▶ _Actions to take_:
**1)** In the passage on prenatal fluoride, what do the prenatal fluoride kids and the hunters and gatherers have in common?
**2)** Extend the passage on prenatal fluoride and straight teeth, picking up after its final sentence.
[Opening Document extract section]
In a sense, the most dramatic difference between prenatal fluoride kids and hunters and gatherers is the shape of the jaw. Both groups have zero cavities, but the prenatal fluoride kids do not have the perfectly straight teeth seen in the hunters and gatherers. The big difference in these two groups is when they start their fluoride. The only fluoride the prenatal fluoride kids did not get was the fluoride in the first few months of pregnancy. That timing lines up perfectly with the time the teeth are arranged in the jawbones.

We will get to dosage later, but I think that something about like doses used for normal adults and in the early trials of prenatal fluoride (1 mg F per day) would probably be enough to get this "perfectly straight teeth" effect. It would ideally be started before pregnancy. Fluoride is, of course, just a small part of early pregnancy nutrition.
[Closing Document extract section]
[Opening Entries provided section]
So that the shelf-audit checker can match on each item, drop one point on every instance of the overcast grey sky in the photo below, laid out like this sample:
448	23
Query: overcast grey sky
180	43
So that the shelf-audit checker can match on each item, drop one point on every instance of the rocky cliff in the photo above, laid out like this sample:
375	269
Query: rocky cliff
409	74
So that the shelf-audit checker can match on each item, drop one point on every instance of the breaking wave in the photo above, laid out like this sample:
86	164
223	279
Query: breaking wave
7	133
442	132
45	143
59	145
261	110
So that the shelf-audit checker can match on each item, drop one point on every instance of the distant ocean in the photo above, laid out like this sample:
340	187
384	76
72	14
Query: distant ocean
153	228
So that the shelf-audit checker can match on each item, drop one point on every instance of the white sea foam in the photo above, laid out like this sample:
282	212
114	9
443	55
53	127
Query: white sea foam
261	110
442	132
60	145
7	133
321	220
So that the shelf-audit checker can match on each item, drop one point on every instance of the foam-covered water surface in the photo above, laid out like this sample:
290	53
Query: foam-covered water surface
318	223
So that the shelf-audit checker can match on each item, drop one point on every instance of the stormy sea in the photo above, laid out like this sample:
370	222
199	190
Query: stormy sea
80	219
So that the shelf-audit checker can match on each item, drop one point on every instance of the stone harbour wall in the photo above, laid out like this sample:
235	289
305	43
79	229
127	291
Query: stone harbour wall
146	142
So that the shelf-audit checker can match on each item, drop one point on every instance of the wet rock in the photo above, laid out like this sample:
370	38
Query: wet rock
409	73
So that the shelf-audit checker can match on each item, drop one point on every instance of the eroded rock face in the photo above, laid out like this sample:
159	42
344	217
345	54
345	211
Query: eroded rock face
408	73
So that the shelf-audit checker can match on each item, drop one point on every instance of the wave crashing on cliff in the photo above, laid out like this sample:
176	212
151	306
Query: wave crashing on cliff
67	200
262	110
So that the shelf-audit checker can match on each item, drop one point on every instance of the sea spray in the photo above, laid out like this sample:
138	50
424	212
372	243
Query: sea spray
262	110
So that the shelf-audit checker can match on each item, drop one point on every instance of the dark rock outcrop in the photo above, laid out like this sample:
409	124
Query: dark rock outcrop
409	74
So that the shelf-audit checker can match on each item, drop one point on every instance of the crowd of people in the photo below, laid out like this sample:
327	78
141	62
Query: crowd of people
[Closing Entries provided section]
▶ _Expected responses_:
**1)** Both groups have zero cavities.

**2)**
As far as what to look for, I can give you an almost poetic quotation. An early popular nutrition writer, Addelle Davis, really had the vision as far as the importance of early pregnancy nutrition and the shape of the mouth. Note how easy she makes it to understand what to look for in a newborn's mouth: "The ideal dental arch, or the jawbone holding the teeth, should be almost a perfect semicircle; there is plenty of room in such a mouth for all the teeth without crowding. The dental arch should not be the shape of a tall U and certainly not V-shaped, as many are. The roof of the mouth, or dental vault, should be low and rounded like the roof of a Quonset hut, not like that of a high Swiss chalet built so that snows slide off quickly." (From her 1972 book that emphasizes folic acid in early pregnancy, 20 years ahead of organized medicine. She didn't quite get into fluoride.)

References and notes from above:

*The Glenn report is in French:  Dental Income and Prenatal Fluoride / Glenn FB, 1983.  La Prevention Bucco-Dentaire 13:27 [Jan-Mar]. I could not find this article using normal sources, and got mine, a translation, from the Glenn's foundation.

**Aasenden R, Peebles TC. Effects of fluoride supplementation from birth on human deciduous and permanent teeth. Arch Oral Biol 1974; 19:321 and 1978; 23:111. These reports are by far and away the best of early trials of pediatric fluoride.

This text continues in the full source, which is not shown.